» Supplied information:
--- BEGIN ---
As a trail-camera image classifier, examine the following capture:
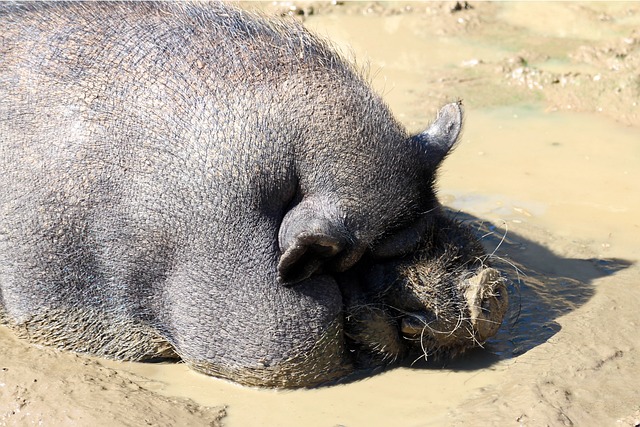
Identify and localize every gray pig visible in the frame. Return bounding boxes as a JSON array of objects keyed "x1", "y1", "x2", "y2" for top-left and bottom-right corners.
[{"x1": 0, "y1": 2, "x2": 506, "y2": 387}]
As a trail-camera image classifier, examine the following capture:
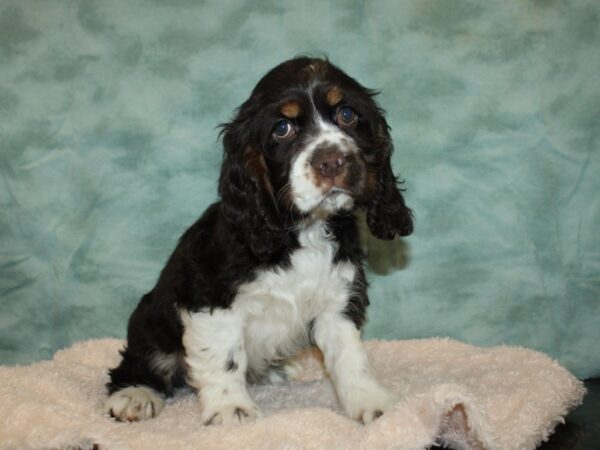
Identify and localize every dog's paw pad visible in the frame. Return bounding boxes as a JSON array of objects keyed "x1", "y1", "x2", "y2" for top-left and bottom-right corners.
--- END ---
--- BEGIN ---
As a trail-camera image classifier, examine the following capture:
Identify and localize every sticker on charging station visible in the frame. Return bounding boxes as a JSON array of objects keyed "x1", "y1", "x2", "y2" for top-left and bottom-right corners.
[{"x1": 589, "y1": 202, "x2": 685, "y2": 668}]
--- END ---
» Given request:
Please count the lines in the two blocks above that contain the string "Identify", with case mattering, and reply with only that number.

» Task result:
3